- **To do**
Collect each line of the records containing the string "with".

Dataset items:
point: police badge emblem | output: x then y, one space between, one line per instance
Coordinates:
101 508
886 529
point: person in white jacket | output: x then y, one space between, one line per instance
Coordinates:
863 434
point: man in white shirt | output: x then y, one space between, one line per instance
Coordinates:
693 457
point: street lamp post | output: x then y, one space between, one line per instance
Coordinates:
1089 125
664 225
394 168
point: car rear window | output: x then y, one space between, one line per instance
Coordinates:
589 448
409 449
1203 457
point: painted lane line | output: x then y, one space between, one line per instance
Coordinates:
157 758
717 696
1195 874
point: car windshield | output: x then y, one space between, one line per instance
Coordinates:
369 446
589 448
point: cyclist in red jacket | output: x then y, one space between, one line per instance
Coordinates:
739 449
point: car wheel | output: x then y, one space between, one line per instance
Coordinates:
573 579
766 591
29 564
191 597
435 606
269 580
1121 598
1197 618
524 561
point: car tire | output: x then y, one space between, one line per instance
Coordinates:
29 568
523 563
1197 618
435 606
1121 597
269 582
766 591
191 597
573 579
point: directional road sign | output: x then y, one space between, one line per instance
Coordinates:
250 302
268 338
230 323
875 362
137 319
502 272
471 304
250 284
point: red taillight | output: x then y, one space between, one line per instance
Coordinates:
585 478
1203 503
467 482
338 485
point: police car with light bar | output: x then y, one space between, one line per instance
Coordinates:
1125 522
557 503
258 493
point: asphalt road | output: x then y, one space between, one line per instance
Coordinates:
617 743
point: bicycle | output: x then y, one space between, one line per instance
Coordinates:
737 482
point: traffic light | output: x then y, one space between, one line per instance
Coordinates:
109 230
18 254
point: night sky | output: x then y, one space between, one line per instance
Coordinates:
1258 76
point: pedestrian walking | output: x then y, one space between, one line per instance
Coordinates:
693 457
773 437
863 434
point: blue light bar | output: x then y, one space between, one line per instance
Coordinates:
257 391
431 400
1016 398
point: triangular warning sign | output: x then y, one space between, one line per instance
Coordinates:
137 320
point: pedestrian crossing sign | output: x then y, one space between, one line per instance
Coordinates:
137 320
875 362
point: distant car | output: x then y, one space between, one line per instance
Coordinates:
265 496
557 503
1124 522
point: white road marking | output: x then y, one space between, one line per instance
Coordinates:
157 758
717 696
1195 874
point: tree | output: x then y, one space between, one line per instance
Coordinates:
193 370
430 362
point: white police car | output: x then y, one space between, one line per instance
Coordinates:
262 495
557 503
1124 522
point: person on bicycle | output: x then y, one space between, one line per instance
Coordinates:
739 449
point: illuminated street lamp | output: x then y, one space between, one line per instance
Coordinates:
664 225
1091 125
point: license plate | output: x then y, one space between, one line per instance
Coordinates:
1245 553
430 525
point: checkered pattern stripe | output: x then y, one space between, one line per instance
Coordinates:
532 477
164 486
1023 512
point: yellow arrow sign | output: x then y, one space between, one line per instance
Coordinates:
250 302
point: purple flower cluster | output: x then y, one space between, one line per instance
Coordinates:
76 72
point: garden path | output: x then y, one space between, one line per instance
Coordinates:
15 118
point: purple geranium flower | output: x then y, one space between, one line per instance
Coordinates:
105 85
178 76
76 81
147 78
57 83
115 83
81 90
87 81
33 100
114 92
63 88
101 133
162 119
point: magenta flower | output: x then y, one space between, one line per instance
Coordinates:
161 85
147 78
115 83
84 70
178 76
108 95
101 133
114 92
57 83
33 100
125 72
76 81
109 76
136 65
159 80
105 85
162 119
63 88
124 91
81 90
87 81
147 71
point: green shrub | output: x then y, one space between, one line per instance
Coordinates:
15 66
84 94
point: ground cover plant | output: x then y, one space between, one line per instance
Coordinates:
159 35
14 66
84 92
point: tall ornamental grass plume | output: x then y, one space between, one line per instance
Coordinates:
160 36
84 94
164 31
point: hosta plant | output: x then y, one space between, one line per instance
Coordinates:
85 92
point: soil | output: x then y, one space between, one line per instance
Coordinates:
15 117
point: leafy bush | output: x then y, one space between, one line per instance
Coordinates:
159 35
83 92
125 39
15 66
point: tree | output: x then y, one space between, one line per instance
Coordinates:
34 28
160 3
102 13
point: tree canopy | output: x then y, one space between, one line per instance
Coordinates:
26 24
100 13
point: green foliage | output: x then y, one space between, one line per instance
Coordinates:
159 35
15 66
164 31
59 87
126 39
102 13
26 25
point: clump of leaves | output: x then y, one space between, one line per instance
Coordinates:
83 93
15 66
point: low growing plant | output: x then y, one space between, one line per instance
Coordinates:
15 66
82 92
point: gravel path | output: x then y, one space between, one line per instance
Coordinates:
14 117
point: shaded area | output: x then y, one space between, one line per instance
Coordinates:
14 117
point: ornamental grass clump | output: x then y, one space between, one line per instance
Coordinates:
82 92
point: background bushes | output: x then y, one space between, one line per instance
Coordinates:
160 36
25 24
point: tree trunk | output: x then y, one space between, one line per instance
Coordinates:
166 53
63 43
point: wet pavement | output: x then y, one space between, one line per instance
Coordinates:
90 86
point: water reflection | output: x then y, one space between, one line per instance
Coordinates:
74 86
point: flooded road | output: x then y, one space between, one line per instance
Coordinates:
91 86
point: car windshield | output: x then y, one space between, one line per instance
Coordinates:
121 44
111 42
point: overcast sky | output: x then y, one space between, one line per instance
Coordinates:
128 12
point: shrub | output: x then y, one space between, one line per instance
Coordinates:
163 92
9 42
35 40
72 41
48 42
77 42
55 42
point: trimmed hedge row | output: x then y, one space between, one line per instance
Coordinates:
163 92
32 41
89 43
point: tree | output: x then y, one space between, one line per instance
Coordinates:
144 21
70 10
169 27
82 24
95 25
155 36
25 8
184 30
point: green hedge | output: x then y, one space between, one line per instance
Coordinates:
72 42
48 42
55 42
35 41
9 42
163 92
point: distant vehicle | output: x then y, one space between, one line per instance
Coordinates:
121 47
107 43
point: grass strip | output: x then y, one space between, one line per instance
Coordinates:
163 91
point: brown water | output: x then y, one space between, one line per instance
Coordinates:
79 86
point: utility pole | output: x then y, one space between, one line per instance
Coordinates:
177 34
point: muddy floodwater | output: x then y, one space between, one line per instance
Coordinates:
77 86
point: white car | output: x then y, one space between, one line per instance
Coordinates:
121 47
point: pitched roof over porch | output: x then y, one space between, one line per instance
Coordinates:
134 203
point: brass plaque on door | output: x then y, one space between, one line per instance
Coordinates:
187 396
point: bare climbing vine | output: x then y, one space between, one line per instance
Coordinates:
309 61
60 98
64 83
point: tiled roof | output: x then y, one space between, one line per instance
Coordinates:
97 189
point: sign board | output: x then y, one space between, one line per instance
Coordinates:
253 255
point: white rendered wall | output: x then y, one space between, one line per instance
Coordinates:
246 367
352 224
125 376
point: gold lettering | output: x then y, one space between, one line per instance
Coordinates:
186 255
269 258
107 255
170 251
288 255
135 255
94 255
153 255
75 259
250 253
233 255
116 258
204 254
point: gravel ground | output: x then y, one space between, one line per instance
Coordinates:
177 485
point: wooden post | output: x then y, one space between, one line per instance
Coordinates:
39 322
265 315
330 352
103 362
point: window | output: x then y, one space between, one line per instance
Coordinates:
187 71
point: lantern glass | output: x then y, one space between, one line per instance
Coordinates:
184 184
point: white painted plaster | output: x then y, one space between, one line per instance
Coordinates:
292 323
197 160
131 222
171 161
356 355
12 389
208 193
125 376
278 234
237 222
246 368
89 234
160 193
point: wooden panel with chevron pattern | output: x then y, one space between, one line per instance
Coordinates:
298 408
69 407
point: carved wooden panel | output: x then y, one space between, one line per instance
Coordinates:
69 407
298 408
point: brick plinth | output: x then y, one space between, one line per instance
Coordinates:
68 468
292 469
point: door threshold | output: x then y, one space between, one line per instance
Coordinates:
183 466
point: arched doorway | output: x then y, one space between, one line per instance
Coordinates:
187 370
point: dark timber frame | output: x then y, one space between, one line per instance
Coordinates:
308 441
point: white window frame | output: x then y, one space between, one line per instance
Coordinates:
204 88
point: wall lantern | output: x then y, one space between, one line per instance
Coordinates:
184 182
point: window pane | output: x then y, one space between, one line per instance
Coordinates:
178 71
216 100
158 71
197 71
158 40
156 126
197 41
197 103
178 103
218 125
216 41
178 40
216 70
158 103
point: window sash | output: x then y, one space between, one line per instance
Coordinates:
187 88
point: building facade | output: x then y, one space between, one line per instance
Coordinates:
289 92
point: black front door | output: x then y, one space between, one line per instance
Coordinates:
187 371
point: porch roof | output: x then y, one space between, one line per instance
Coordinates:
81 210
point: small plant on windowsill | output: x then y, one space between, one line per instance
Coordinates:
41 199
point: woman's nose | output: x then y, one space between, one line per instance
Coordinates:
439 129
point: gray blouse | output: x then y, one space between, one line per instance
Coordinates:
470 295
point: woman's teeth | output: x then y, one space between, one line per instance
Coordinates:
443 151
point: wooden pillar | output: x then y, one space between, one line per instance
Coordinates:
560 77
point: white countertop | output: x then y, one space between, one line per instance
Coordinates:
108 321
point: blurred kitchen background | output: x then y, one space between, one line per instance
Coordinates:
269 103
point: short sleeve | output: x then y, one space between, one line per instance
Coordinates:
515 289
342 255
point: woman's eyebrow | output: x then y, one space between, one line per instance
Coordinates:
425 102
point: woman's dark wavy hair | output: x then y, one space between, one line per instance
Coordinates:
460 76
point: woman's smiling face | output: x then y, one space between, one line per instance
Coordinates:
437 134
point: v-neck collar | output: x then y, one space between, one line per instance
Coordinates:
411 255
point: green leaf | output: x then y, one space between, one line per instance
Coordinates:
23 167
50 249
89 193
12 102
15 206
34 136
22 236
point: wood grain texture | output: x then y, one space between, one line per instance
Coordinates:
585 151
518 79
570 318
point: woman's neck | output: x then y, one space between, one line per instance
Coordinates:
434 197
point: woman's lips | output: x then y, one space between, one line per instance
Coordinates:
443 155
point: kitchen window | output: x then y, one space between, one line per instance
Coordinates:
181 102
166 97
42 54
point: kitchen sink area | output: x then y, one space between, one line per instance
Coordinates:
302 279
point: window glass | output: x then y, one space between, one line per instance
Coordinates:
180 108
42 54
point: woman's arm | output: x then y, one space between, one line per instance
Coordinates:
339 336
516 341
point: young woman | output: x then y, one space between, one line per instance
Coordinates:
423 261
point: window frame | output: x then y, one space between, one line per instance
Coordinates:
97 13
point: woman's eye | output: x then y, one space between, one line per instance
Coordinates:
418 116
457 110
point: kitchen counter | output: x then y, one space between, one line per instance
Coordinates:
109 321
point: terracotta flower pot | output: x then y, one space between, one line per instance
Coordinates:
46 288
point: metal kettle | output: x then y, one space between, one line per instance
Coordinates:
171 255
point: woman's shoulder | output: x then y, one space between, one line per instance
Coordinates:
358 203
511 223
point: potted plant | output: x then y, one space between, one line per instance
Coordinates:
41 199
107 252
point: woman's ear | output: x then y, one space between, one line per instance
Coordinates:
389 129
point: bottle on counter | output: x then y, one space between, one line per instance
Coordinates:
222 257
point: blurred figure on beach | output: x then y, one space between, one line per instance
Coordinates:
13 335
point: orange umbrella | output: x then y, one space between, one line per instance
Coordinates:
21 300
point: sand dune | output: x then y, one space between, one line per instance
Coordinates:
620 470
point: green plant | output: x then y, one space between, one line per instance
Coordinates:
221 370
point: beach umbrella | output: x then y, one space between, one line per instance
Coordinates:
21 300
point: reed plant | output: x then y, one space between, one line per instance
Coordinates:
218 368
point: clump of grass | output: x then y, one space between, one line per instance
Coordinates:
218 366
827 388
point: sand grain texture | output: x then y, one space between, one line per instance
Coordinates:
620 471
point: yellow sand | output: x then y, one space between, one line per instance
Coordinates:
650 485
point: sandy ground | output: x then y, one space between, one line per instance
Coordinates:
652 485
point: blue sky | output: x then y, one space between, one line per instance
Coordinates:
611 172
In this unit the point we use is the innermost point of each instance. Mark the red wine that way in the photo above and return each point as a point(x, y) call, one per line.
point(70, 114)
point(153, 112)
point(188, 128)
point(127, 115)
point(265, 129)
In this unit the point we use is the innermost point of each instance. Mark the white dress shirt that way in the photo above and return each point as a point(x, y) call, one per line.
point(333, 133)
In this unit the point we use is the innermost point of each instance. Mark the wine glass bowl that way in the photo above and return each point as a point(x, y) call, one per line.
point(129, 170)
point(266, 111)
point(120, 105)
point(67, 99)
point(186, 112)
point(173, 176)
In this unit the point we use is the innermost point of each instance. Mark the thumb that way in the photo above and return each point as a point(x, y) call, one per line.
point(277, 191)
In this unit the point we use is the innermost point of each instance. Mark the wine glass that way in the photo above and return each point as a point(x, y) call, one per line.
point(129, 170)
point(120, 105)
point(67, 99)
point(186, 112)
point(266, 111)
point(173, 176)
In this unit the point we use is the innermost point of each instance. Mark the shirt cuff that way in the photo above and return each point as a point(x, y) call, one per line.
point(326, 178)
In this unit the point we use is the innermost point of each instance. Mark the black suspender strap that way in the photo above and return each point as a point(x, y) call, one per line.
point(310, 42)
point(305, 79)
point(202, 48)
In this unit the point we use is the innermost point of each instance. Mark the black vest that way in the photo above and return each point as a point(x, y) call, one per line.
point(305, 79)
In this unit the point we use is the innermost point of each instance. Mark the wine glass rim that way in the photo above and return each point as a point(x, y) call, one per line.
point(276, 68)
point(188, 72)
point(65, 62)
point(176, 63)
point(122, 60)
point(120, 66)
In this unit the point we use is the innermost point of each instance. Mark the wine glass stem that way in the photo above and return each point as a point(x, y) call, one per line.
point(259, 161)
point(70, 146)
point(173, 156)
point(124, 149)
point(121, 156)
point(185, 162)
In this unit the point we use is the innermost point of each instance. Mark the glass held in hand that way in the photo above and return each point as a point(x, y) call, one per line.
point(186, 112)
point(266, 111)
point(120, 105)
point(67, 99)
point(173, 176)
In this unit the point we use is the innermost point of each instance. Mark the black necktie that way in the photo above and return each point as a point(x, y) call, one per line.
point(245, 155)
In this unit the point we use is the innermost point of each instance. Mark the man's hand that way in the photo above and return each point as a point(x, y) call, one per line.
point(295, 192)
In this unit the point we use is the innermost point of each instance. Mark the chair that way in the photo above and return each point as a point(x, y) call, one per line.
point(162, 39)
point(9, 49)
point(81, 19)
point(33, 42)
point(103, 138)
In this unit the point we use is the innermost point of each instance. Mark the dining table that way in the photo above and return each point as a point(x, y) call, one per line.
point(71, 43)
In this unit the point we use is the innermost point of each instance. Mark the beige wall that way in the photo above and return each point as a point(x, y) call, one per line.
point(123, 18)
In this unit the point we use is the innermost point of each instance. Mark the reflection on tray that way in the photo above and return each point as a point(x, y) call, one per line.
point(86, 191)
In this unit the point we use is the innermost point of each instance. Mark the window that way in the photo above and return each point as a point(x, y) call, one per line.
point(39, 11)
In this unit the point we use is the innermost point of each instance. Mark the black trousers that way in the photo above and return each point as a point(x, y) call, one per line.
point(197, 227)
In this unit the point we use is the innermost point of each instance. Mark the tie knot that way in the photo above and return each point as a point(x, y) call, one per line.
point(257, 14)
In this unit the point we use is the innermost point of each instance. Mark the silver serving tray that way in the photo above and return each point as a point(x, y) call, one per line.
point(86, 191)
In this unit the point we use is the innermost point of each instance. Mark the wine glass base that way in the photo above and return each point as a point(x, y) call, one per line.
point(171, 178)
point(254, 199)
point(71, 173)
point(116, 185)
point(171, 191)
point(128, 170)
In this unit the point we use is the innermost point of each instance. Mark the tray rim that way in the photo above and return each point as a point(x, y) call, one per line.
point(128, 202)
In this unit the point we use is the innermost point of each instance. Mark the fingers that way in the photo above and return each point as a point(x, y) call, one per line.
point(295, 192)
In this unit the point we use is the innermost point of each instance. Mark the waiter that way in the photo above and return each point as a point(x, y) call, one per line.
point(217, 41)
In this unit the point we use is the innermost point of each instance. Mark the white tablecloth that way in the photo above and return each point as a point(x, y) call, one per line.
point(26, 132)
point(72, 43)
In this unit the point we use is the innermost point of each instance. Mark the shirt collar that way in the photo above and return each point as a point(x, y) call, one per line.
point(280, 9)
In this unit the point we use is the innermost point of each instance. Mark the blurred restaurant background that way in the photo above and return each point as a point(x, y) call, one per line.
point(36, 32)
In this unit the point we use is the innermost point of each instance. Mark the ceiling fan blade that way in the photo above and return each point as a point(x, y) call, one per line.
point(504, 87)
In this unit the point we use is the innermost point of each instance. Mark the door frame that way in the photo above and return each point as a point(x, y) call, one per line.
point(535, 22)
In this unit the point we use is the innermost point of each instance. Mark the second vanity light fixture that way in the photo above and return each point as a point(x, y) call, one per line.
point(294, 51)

- **Solution to the problem**
point: police car with light bar | output: x then y, one space between, one line per instance
point: wooden panel with chevron pattern | output: x then y, one space between, one line per instance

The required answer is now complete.